● TASK DATA

····················

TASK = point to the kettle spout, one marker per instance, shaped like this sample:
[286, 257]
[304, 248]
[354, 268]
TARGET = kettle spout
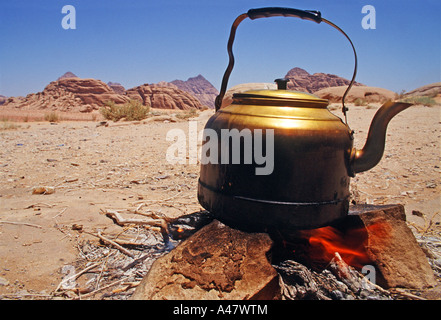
[372, 152]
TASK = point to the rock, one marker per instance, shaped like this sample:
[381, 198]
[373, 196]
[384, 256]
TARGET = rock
[429, 90]
[67, 75]
[116, 87]
[367, 94]
[43, 190]
[301, 80]
[216, 262]
[3, 99]
[69, 94]
[228, 98]
[392, 247]
[160, 97]
[200, 87]
[3, 281]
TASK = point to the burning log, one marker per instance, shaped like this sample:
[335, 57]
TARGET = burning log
[339, 282]
[217, 262]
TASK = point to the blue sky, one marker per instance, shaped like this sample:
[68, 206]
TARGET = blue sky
[135, 42]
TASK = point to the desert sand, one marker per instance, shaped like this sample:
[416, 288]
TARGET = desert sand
[93, 168]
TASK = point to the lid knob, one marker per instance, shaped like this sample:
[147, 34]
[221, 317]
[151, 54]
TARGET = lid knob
[281, 83]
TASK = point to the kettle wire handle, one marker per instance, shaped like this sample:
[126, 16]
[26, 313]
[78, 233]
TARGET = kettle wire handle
[311, 15]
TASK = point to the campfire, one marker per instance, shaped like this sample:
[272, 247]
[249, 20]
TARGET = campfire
[371, 254]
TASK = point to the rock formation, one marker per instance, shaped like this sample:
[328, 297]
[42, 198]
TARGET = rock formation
[200, 87]
[67, 75]
[228, 98]
[2, 99]
[163, 97]
[69, 94]
[431, 90]
[363, 93]
[301, 80]
[116, 87]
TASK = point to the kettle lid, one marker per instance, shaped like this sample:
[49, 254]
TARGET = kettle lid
[280, 97]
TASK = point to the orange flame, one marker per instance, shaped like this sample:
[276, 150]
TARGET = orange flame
[351, 245]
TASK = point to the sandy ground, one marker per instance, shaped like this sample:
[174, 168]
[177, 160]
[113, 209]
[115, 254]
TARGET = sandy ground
[118, 167]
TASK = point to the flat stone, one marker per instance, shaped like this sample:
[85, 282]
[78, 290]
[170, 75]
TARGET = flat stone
[217, 262]
[392, 247]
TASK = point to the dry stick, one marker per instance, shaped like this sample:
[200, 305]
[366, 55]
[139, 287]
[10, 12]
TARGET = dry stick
[22, 223]
[158, 200]
[102, 288]
[60, 213]
[121, 221]
[77, 275]
[113, 243]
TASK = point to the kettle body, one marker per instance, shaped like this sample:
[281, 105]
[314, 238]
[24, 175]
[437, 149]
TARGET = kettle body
[278, 160]
[310, 152]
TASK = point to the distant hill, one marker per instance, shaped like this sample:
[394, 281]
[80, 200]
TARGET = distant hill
[200, 87]
[430, 90]
[67, 75]
[2, 99]
[72, 94]
[301, 80]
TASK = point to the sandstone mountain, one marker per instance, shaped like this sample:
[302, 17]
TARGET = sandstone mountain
[301, 80]
[363, 93]
[67, 75]
[228, 98]
[200, 87]
[430, 90]
[163, 96]
[2, 99]
[69, 94]
[116, 87]
[72, 94]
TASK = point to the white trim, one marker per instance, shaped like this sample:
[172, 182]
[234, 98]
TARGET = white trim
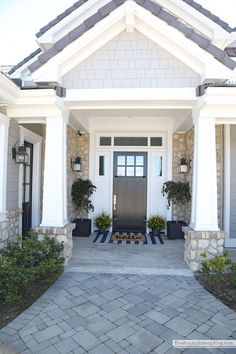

····················

● ASSIGNED TASK
Reproduce word for word only the lines between the line containing "TARGET = kettle lid" and the end of the listing above, both included, and drop any pictures.

● EXERCISE OUTPUT
TARGET = kettle lid
[280, 97]
TASK = point to the orange flame, one marker per instance, shaped like this sample:
[276, 150]
TARGET = orange flame
[351, 245]
TASK = point to the sandy ground, one marker per instance, shaped like this sample:
[174, 168]
[177, 160]
[113, 209]
[115, 254]
TARGET = sandy ground
[118, 167]
TASK = point to the flat stone, one marker per instance, shaped like this sample:
[85, 282]
[78, 290]
[170, 75]
TARGET = flat stone
[217, 262]
[392, 247]
TASK = point to the dry stick, one marker per instance, shaped like this sample:
[200, 305]
[366, 55]
[139, 287]
[10, 12]
TARGET = dry stick
[22, 223]
[158, 200]
[102, 288]
[60, 213]
[121, 221]
[77, 275]
[113, 243]
TASK = point to the kettle body, one marker per instance, shaped like this sample:
[281, 105]
[314, 238]
[24, 175]
[437, 149]
TARGET = kettle body
[278, 160]
[310, 152]
TASK = point to the distant hill, one marker per instance, shaped like this sample:
[394, 281]
[80, 200]
TARGET = distant hill
[200, 87]
[430, 90]
[67, 75]
[2, 99]
[72, 94]
[301, 80]
TASK = point to the sandstone mountain, one marker per instance, shaped like this sample:
[302, 17]
TARGET = sandstone mountain
[301, 80]
[363, 93]
[67, 75]
[228, 98]
[200, 87]
[430, 90]
[163, 96]
[2, 99]
[69, 94]
[116, 87]
[72, 94]
TASK = point to the white trim, one marker per instance, shaped like this sample:
[172, 182]
[234, 98]
TARGET = white trim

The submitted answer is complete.